_Passage:_
^^^^

Legal immigration into this country is sometimes but not always predicated on whether an immigrant has a “skill” or education level that can presumably be converted into a job; refugees and asylum seekers generally are not required to “prove” that they will not be a “public charge,” because they are deemed “special victims” of war, violence and poverty. Yet in this economy there is always work to be had for such people, and on the whole—unlike some of the “natives”—people want to work. But Trump and Miller simply do not like having these people around because they don’t like looking at them (as if Miller isn’t some nausea-inducing thing to look at), and because the administration has been unable to force through legislation in Congress to dramatically reduce of “unwanted” immigrants, they have resorted to a whole string of policy “initiatives”—family separation, “zero tolerance” for asylum seekers, allowing only a 2 or 3 people a day to apply for asylum at a given check point, warehousing children in abominable conditions, and now threatening legal immigrants by withholding  low-income assistance. The inhumanity should be apparent to all but Trump’s basest base.

The claim by the anti-immigrant far-right that immigrants are a “drain” on taxpayer dollars—principally targeting those from Latin America and Africa, and not from Europe and Asia—is a shibboleth and myth. The Trump administration’s own  Department of Labor release a news bulletin entitled “Foreign-Born Workers: Labor Force Characteristics—2018” stating that immigrants represented 17 percent of the labor force, and that they have a lower overall unemployment rate than non-immigrants, and that Mexican-born immigrants were nearly half of the total in the labor force. Foreign-born males were by a considerable margin more likely to participate in the labor force than native-born males. It found that Hispanic immigrants had a higher participation rate in the labor force than both whites and Asians, whether immigrants  or native-born. The foreign-born were more likely than native-born to be in service, natural resources, construction, maintenance, production, transportation, and material moving occupations.

^^^^

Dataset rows
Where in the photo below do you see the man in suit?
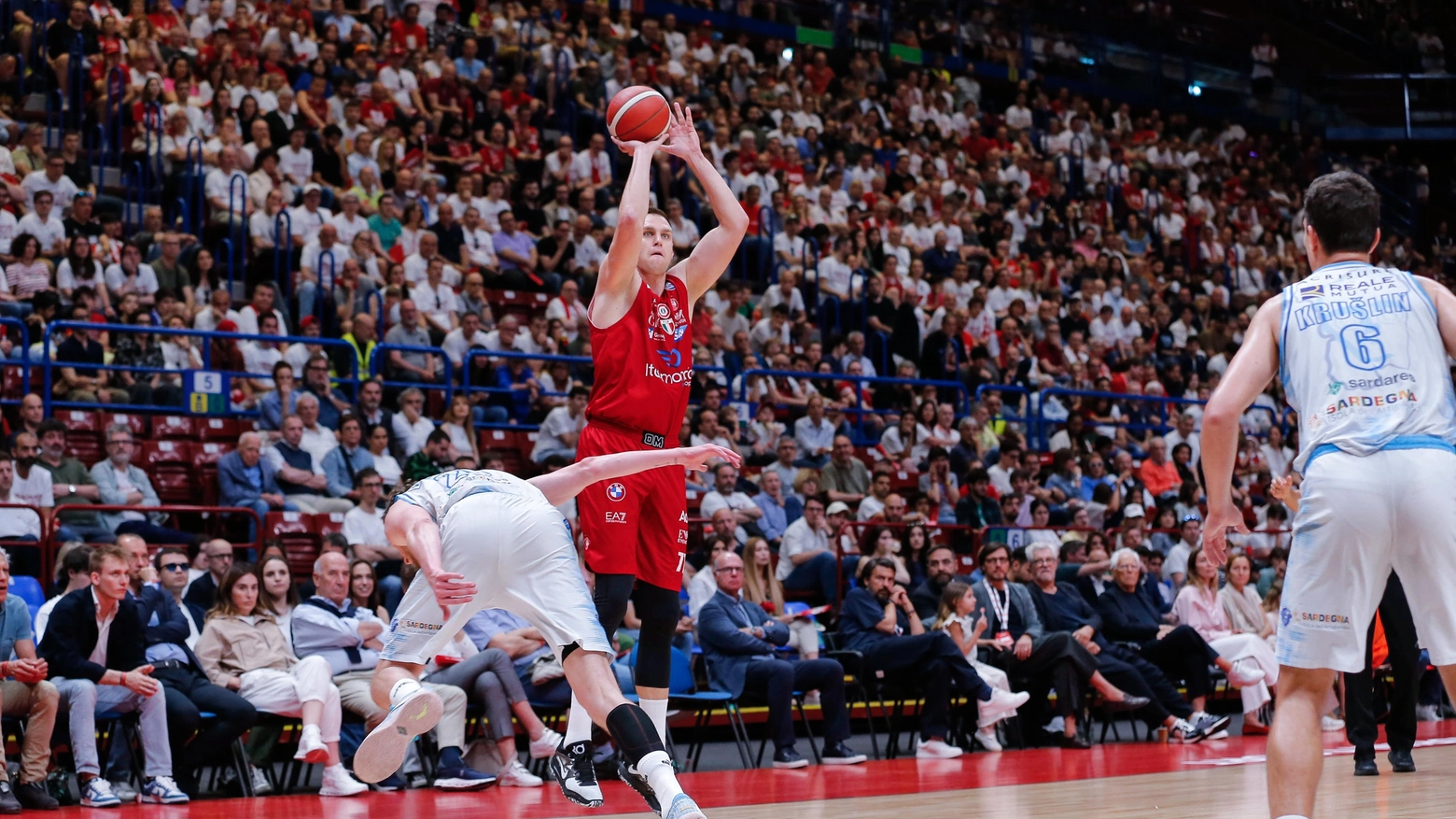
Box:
[217,432,299,539]
[972,544,1150,749]
[117,535,258,796]
[185,538,233,609]
[41,544,188,808]
[910,545,973,621]
[697,552,865,768]
[839,558,1028,759]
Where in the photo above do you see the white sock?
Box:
[637,690,666,748]
[389,676,421,707]
[637,752,683,811]
[567,694,591,748]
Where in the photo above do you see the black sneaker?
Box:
[617,759,663,816]
[0,780,21,813]
[15,783,62,811]
[773,746,809,771]
[551,741,601,808]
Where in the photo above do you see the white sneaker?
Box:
[915,739,965,759]
[977,688,1030,727]
[531,728,561,759]
[495,759,544,788]
[975,726,1001,754]
[319,764,369,796]
[1229,660,1264,688]
[293,726,329,765]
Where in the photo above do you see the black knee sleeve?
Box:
[591,574,637,640]
[632,583,683,688]
[608,702,665,767]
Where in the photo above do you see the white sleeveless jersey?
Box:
[1279,262,1456,473]
[396,469,551,523]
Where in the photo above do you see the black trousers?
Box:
[990,631,1098,717]
[151,658,258,787]
[1345,572,1421,759]
[743,660,848,748]
[1097,645,1193,727]
[1139,625,1219,699]
[863,631,991,739]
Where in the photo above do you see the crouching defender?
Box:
[354,445,739,819]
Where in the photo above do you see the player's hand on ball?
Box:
[683,443,743,473]
[1203,501,1249,565]
[611,127,673,156]
[428,572,475,606]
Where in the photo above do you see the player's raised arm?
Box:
[530,443,743,505]
[385,501,475,606]
[664,102,749,304]
[587,134,666,327]
[1203,297,1284,565]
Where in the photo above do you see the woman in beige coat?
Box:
[193,564,369,796]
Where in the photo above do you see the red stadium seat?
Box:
[135,440,203,504]
[313,512,343,541]
[197,418,242,443]
[99,413,148,443]
[192,442,236,505]
[55,410,106,466]
[151,416,197,440]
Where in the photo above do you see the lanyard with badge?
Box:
[986,583,1012,644]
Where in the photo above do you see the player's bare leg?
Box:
[1268,666,1336,819]
[562,650,707,819]
[354,660,444,783]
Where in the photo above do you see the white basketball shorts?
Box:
[1276,447,1456,673]
[380,492,613,663]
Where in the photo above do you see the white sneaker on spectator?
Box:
[975,726,1001,754]
[319,762,369,796]
[1229,660,1264,688]
[293,726,329,765]
[915,739,965,759]
[531,728,561,759]
[495,757,544,788]
[977,688,1030,727]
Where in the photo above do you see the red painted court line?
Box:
[64,721,1456,819]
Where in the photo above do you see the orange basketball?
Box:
[608,86,668,143]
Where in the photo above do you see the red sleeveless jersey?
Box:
[587,275,693,447]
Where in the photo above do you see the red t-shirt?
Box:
[587,275,693,442]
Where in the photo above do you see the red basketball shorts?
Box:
[577,423,687,588]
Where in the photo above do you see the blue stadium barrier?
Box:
[34,320,359,417]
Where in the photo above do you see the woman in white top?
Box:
[55,234,111,315]
[364,424,403,491]
[395,388,435,458]
[440,393,481,463]
[931,580,1011,752]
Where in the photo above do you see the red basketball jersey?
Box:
[587,275,693,447]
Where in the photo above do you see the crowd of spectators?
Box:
[0,0,1456,806]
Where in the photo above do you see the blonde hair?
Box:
[743,538,783,614]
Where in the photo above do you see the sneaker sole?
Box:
[354,688,444,783]
[543,754,601,808]
[617,759,661,816]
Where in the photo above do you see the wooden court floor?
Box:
[85,721,1456,819]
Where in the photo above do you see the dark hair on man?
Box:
[1305,171,1380,254]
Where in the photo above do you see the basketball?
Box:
[608,86,668,143]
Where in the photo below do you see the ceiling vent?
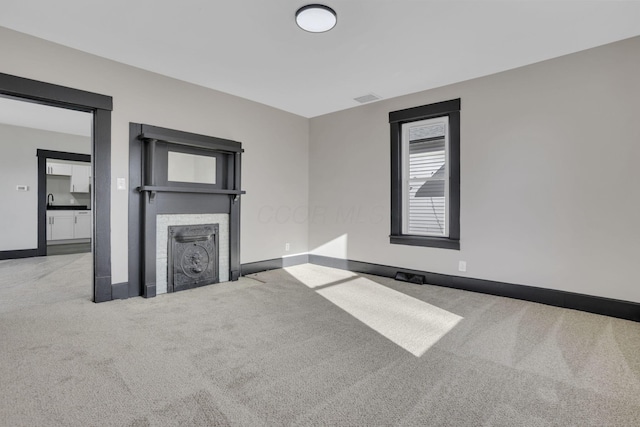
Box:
[353,93,380,104]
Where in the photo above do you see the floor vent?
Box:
[395,271,427,285]
[353,93,380,104]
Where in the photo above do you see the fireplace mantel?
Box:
[129,123,244,298]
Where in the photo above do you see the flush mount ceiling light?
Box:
[296,4,338,33]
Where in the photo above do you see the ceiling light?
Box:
[296,4,338,33]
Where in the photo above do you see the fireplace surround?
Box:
[129,123,244,298]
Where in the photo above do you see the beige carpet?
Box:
[0,256,640,426]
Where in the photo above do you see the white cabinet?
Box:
[47,210,91,240]
[47,211,74,240]
[47,162,72,176]
[70,165,91,193]
[73,211,91,239]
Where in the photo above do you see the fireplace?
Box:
[167,224,219,292]
[155,214,229,294]
[129,124,244,298]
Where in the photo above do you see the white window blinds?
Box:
[404,118,448,236]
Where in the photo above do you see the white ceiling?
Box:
[0,0,640,117]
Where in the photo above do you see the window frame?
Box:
[389,98,461,250]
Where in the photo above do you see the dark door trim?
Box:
[0,73,113,302]
[36,150,91,256]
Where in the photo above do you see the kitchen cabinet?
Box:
[47,210,91,241]
[69,165,91,193]
[47,162,72,176]
[73,211,91,239]
[47,211,74,240]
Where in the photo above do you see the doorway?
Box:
[0,73,117,302]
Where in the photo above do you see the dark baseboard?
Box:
[240,254,309,276]
[308,255,640,322]
[111,282,129,299]
[0,249,38,260]
[142,283,156,298]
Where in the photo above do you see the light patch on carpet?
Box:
[287,268,462,357]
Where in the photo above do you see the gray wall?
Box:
[309,38,640,302]
[0,28,309,283]
[0,123,91,251]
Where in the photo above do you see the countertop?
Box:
[47,205,91,211]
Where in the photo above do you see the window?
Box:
[389,99,460,249]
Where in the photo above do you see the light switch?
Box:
[116,178,127,190]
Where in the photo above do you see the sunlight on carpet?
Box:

^^^^

_To do:_
1 – Sum up the passage on immigration in two sentences.
2 – Extend the passage on immigration, picking up after its final sentence.
These rows were taken from a different source than the passage on immigration.

_Written answers:_
1 – The passage argues that, after failing to get Congress to sharply cut "unwanted" immigration, the Trump administration turned to harsh policies such as family separation, tight limits on asylum applications, holding children in terrible conditions, and threatening to withhold low-income assistance from legal immigrants. It also calls the far-right claim that immigrants drain taxpayer dollars a myth, citing a Department of Labor bulletin that found immigrants made up 17 percent of the labor force and had a lower unemployment rate than non-immigrants.

2 –
Thus those who claim that immigrants are just sitting around being a drain on public services create their own alternate reality. The truth is The International Journal of Health finding that "Overall, immigrants almost certainly paid more toward medical expenses than they withdrew, providing a low-risk pool that subsidized the public and private health insurance markets, " while another recent study estimated the total income of undocumented immigrants in 2016 to be $215 billion, while paying $16 billion in federal taxes, $9.5 billion in state and local taxes, and $16 billion in Social Security and Medicare taxes—both programs the undocumented themselves are ineligible to receive. Another study in 2015 found that if all undocumented workers were deported, the labor force would shrink by 6.4 percent, there would be a $1.6 trillion reduction in GDP, and the U.S. economy would shrink by 5.7 percent.

These statistics not just contradict Trump and Miller’s claims that legal (and illegal) immigrants are “useless eaters,” but tend to illuminate better what this is really about. Why are we still discussing whether or not these two are racists? They are, and every day it only becomes more clearly obvious.